### Given problem
Tally the lines in the rows below that contain the string "brown". Give only the number.

______________________________

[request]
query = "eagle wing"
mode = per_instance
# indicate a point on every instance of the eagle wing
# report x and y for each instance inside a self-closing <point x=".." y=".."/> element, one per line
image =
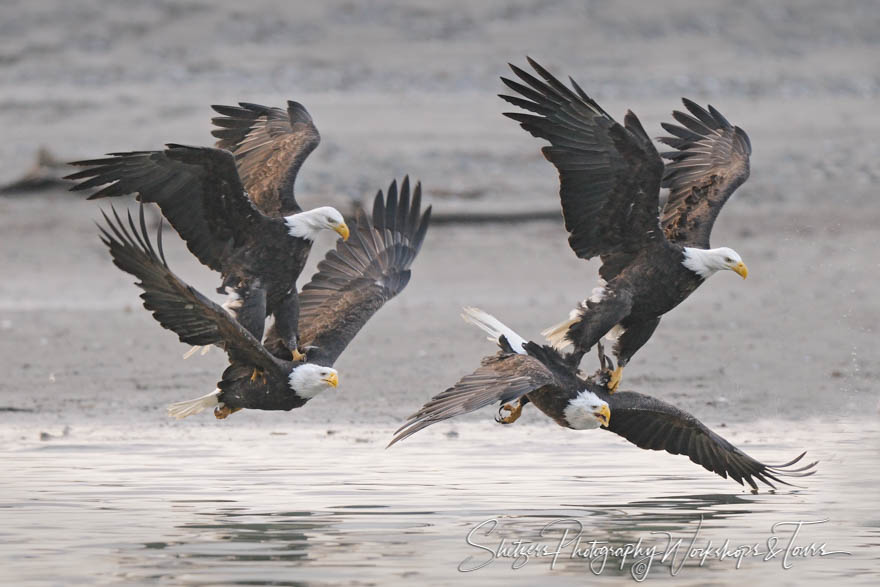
<point x="197" y="189"/>
<point x="270" y="145"/>
<point x="175" y="305"/>
<point x="356" y="279"/>
<point x="503" y="377"/>
<point x="609" y="174"/>
<point x="710" y="160"/>
<point x="652" y="424"/>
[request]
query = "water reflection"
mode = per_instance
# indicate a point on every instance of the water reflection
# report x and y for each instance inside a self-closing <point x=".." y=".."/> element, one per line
<point x="145" y="512"/>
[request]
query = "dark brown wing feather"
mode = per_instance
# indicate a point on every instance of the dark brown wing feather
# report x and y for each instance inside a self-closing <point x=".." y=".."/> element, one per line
<point x="175" y="305"/>
<point x="503" y="377"/>
<point x="356" y="279"/>
<point x="270" y="145"/>
<point x="711" y="160"/>
<point x="197" y="189"/>
<point x="609" y="174"/>
<point x="652" y="424"/>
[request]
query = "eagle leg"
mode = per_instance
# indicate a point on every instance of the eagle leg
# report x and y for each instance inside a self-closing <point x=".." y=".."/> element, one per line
<point x="614" y="382"/>
<point x="515" y="411"/>
<point x="223" y="412"/>
<point x="258" y="373"/>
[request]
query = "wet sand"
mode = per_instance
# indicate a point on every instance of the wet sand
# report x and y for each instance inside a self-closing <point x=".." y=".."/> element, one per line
<point x="403" y="87"/>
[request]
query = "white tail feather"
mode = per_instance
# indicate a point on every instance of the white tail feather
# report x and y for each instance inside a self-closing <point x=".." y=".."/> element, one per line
<point x="557" y="335"/>
<point x="494" y="327"/>
<point x="181" y="410"/>
<point x="195" y="349"/>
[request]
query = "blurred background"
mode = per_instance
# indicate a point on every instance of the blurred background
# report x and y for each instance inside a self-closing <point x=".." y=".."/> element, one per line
<point x="410" y="88"/>
<point x="99" y="482"/>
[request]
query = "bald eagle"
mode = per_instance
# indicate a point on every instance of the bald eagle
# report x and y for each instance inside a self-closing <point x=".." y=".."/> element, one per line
<point x="525" y="372"/>
<point x="610" y="178"/>
<point x="270" y="145"/>
<point x="259" y="247"/>
<point x="351" y="284"/>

______________________________

### Complete answer
2